Start of Material

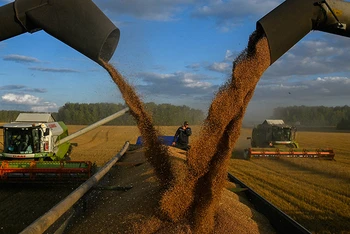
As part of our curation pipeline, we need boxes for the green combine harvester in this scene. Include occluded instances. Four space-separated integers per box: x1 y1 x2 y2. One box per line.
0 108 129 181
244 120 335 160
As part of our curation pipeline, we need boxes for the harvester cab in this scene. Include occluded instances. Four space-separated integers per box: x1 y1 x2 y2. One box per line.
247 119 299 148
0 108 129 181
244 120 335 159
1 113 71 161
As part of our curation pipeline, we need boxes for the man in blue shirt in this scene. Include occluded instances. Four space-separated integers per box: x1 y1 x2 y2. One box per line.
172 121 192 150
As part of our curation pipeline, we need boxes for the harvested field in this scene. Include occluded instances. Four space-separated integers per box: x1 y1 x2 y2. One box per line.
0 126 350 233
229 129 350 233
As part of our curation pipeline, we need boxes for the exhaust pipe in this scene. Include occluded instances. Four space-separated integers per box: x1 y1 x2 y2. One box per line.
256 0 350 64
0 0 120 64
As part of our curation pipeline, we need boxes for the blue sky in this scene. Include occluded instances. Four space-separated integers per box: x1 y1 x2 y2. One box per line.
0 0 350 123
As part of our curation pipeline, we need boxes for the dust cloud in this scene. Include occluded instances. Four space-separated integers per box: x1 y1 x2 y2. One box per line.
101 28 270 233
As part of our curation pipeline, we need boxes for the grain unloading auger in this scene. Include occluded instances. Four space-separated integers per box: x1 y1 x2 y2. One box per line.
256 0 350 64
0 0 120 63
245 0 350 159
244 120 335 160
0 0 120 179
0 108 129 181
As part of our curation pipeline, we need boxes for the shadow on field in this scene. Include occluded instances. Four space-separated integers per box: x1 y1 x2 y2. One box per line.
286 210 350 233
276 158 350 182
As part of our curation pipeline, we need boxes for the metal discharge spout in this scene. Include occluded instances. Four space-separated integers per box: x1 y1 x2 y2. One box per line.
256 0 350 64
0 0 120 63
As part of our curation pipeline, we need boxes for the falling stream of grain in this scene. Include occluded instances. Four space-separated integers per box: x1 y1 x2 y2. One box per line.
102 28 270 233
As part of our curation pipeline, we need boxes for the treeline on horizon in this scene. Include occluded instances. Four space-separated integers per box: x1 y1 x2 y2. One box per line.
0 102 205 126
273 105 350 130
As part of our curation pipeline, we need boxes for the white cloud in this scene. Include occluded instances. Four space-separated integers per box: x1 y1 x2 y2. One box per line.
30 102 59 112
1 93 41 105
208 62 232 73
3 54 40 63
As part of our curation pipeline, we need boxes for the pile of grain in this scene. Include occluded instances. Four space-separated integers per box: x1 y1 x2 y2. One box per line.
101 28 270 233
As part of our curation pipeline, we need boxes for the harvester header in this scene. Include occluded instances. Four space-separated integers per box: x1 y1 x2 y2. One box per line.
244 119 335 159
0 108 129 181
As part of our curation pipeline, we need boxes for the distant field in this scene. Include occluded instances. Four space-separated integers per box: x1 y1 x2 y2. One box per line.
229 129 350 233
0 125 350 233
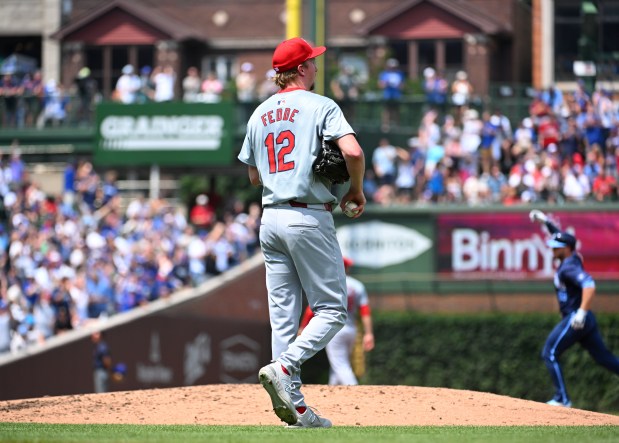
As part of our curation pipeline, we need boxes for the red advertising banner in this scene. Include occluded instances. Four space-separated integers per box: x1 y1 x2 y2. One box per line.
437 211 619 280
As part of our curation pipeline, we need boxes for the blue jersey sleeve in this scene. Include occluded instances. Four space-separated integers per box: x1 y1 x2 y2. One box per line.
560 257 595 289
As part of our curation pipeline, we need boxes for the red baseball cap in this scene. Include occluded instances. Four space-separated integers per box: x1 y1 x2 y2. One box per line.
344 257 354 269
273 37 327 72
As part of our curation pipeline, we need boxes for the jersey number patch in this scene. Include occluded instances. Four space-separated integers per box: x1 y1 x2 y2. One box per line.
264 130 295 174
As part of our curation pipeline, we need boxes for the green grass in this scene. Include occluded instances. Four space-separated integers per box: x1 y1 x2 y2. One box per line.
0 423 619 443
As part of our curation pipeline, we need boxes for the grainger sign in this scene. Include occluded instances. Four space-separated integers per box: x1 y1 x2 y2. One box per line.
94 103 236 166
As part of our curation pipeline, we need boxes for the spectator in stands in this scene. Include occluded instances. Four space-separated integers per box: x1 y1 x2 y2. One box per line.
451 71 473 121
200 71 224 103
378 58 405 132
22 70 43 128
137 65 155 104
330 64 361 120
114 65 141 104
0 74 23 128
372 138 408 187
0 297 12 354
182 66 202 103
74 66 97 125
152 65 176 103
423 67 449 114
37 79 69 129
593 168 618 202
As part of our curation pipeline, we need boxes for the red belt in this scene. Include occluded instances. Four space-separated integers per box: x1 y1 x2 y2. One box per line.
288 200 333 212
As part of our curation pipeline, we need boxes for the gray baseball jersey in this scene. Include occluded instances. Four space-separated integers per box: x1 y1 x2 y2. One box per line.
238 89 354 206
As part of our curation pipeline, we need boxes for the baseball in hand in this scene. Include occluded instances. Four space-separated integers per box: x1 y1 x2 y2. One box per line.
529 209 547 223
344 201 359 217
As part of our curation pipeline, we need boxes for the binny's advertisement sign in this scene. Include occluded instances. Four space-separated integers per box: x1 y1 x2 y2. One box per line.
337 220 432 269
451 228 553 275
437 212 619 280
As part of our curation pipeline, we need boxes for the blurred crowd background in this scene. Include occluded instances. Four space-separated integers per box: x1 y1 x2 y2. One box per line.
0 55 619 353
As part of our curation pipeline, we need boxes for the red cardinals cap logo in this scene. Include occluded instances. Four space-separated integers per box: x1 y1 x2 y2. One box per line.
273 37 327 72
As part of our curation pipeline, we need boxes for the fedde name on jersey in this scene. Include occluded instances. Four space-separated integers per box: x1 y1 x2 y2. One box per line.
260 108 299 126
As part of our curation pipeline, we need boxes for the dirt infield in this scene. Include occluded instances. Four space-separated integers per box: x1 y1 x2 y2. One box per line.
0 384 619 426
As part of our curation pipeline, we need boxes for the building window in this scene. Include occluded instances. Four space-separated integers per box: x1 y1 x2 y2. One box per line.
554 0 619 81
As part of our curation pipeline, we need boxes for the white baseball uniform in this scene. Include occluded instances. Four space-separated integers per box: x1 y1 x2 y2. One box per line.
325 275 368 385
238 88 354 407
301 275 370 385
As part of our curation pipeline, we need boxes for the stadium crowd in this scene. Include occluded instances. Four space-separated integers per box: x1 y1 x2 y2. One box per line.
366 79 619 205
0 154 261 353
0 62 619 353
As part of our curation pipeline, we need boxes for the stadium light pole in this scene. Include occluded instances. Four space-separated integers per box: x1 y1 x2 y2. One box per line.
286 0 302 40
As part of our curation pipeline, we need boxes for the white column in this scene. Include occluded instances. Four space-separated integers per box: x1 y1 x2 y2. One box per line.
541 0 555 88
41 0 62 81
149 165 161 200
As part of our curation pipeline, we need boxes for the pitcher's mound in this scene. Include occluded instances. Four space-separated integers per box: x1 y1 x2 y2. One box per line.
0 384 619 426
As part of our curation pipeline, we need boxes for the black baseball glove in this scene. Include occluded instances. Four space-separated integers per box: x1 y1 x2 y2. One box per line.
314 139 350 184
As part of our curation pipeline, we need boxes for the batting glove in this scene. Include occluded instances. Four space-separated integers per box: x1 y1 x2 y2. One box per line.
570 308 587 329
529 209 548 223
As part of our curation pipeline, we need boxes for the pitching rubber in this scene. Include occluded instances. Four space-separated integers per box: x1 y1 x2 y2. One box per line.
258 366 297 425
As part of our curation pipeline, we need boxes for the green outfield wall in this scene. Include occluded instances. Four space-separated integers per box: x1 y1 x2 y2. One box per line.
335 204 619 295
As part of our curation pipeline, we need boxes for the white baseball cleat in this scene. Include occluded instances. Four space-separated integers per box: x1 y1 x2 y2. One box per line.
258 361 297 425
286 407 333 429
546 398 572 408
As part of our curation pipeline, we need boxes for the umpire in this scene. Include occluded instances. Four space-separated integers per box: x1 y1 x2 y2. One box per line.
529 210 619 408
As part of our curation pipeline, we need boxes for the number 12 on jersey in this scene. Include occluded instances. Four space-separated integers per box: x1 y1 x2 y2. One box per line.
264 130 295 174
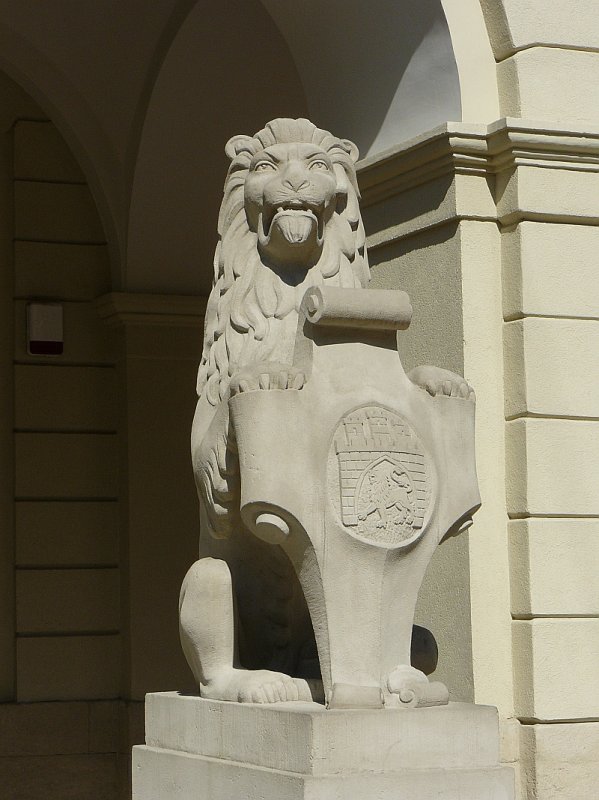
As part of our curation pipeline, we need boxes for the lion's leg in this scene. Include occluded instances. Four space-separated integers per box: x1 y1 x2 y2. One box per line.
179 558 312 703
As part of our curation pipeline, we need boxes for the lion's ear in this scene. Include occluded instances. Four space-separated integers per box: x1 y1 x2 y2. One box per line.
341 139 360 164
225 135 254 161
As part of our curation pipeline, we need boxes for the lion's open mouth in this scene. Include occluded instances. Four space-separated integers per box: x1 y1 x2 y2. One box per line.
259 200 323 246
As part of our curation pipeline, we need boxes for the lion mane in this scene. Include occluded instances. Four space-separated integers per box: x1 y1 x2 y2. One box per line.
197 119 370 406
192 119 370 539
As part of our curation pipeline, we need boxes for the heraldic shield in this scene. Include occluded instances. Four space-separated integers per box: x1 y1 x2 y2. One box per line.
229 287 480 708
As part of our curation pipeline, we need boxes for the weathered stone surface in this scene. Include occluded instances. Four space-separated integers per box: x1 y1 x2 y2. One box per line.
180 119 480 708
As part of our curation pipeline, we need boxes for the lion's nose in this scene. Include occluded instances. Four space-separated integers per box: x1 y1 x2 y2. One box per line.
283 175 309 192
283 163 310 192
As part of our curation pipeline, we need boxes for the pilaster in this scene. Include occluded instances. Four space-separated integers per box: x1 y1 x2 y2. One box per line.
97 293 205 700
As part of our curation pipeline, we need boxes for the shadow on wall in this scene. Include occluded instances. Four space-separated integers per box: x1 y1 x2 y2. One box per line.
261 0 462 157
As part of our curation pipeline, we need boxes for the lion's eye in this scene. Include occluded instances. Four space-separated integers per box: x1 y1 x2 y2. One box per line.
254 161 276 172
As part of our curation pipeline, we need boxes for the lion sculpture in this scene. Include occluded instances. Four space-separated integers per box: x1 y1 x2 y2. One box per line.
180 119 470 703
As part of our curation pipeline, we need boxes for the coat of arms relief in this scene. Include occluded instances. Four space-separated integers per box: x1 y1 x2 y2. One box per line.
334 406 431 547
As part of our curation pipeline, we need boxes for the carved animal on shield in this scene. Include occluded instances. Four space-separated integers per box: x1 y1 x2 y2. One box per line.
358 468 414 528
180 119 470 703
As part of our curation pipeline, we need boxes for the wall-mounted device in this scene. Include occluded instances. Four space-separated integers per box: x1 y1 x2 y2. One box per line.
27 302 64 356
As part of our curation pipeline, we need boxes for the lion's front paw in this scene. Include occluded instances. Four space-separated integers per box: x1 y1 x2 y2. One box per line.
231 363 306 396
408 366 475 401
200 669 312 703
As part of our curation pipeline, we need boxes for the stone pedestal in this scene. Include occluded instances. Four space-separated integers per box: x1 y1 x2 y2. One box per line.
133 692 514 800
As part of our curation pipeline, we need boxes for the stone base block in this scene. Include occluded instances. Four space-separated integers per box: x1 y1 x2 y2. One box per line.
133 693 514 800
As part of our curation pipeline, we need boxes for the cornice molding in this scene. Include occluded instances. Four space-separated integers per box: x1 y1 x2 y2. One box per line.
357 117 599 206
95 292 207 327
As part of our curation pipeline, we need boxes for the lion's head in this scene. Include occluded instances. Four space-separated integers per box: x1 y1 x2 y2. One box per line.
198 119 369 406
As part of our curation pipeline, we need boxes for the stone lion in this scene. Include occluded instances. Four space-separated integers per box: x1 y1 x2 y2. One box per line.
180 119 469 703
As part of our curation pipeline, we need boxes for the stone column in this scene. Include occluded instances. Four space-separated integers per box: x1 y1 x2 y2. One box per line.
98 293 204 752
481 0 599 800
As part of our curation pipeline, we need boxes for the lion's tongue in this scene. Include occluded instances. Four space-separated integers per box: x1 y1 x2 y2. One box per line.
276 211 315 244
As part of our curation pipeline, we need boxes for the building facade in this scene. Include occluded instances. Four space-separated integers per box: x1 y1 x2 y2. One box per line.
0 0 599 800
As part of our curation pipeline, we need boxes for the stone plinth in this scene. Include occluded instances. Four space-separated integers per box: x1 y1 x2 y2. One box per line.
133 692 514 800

End of Material

Stated task:
Render the listing above as a Markdown table with the columns Entry and Text. Begin at the line that contains "the lion mane" and continue through the line that contains "192 119 370 539", numbering each line and leaving out blank lines.

The reply:
| Entry | Text |
|---|---|
| 1 | As part of our curation pipeline, we need boxes for the lion mane in this scene. Include occluded instances. Four space-separated integers per box: x1 y1 x2 y2. One box per line. |
| 2 | 197 119 370 406 |
| 3 | 192 119 370 539 |